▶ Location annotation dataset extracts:
▼▼▼

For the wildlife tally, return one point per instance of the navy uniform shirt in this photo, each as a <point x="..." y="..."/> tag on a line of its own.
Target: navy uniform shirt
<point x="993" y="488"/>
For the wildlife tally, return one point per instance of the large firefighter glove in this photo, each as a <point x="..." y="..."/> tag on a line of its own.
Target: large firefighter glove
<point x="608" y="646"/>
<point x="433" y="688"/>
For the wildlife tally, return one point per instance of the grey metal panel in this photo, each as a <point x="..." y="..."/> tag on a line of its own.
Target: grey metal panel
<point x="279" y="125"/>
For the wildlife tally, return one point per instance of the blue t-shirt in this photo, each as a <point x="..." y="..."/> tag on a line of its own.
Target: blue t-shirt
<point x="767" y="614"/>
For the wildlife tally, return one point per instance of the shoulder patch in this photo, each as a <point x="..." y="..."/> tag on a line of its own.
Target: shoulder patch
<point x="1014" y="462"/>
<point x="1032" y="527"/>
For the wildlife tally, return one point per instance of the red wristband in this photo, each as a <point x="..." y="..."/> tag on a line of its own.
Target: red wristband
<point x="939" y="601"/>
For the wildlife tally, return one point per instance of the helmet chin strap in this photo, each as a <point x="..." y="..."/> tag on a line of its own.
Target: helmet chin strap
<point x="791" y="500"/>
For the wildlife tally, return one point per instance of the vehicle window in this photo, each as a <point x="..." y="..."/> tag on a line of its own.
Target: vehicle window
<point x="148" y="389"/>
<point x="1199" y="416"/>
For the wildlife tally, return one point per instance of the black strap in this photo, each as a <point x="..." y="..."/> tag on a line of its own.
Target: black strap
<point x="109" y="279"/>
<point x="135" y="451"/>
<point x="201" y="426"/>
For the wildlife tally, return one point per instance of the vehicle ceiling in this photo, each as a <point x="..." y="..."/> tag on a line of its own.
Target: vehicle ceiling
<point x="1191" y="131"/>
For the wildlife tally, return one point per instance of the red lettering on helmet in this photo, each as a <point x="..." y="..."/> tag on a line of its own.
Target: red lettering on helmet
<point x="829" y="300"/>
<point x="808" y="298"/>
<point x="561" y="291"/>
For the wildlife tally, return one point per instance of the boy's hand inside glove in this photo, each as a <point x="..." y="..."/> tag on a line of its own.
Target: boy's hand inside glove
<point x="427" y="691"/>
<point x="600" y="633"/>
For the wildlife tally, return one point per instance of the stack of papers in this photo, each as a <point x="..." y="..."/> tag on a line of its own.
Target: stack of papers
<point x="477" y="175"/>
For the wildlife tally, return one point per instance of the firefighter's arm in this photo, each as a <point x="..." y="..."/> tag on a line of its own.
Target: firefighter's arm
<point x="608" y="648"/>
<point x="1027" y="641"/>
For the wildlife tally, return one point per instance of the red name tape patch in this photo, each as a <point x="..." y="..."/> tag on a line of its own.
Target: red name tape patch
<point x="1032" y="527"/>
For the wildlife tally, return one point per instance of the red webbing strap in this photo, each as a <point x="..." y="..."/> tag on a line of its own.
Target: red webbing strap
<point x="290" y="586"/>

▲▲▲
▼▼▼

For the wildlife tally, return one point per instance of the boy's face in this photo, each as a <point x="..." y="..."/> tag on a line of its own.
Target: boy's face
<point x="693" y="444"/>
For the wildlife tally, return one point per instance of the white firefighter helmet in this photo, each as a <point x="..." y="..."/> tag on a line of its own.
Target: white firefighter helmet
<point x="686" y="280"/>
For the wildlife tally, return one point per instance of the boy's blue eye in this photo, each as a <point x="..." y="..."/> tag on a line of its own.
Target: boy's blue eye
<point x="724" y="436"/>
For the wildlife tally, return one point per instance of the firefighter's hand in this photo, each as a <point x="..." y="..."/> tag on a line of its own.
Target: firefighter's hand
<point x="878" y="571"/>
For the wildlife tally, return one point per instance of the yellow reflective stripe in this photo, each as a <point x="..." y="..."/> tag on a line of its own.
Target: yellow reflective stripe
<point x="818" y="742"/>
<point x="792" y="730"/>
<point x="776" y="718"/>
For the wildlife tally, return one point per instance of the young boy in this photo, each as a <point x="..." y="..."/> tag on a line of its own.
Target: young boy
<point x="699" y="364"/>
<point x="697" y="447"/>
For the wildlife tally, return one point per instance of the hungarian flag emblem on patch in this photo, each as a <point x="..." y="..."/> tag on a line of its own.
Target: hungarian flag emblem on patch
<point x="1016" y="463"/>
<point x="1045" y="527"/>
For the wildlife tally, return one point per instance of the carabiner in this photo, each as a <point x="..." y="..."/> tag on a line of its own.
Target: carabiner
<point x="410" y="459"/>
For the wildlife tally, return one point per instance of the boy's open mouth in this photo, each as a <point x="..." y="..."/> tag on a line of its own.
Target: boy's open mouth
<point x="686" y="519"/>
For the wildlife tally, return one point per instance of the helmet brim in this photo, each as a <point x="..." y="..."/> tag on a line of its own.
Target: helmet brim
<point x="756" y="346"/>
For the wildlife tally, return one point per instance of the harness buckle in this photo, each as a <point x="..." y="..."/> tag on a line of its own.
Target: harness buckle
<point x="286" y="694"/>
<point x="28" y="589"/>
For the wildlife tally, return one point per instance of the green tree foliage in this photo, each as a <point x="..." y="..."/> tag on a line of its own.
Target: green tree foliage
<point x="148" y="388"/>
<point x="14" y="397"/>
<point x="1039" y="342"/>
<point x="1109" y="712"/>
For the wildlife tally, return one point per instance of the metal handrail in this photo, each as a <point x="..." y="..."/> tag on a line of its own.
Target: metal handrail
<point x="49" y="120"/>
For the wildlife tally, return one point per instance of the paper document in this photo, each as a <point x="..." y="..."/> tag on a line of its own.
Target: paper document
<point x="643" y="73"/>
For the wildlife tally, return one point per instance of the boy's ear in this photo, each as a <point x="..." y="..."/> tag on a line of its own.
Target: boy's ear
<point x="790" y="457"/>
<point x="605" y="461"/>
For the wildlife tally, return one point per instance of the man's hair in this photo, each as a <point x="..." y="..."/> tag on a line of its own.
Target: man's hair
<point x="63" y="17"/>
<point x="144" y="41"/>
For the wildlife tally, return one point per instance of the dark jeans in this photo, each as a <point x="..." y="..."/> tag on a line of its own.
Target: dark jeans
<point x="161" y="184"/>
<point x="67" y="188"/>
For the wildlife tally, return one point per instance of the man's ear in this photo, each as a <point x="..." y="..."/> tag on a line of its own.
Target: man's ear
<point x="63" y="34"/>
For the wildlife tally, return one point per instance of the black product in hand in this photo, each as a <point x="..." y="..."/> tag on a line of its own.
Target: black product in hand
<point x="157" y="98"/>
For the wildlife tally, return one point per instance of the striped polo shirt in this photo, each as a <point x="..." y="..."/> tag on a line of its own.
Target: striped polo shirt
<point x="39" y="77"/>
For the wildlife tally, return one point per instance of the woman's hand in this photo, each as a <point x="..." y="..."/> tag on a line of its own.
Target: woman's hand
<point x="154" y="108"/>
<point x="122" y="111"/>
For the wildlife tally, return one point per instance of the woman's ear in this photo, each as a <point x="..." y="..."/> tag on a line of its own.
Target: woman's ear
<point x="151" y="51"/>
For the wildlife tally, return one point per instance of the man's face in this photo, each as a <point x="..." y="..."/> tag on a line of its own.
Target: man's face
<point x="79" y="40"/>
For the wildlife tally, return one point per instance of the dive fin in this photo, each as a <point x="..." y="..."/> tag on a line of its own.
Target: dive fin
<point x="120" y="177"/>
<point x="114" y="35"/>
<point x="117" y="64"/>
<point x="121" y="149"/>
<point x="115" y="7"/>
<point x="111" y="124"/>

▲▲▲
▼▼▼

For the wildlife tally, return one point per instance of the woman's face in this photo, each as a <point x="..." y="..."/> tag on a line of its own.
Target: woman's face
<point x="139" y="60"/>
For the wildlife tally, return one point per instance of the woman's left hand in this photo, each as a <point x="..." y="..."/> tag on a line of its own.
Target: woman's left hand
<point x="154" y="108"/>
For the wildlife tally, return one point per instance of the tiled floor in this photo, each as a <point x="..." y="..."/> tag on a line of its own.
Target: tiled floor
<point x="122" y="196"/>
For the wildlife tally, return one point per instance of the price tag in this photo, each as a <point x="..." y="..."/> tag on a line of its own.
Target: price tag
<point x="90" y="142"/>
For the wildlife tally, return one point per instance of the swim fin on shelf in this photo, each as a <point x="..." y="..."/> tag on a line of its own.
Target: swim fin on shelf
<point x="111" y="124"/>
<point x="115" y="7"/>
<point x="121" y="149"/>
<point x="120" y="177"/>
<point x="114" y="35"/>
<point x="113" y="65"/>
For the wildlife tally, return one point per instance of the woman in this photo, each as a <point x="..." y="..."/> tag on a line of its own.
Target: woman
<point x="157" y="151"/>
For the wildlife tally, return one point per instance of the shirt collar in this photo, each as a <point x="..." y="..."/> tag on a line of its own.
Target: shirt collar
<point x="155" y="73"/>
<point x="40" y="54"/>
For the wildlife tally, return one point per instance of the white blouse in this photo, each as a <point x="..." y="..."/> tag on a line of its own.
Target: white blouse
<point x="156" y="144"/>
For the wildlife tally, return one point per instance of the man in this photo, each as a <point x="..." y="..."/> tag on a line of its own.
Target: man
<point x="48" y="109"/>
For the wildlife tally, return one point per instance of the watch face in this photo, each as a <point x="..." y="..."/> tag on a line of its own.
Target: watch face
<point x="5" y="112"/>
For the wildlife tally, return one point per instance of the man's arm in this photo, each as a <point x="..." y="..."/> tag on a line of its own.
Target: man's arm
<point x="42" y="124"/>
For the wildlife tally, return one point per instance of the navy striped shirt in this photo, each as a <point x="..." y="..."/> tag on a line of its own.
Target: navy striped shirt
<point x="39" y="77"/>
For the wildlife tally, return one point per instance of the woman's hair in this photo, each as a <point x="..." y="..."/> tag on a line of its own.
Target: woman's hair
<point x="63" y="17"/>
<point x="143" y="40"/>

▲▲▲

List every line in the records above that contains the word "hungarian".

▶ Answer for the task:
For the wildlife tally, return one point per instance of the hungarian flag emblem on patch in this photo, each as a <point x="..." y="..."/> tag on a line of its own.
Target: hungarian flag emblem on patch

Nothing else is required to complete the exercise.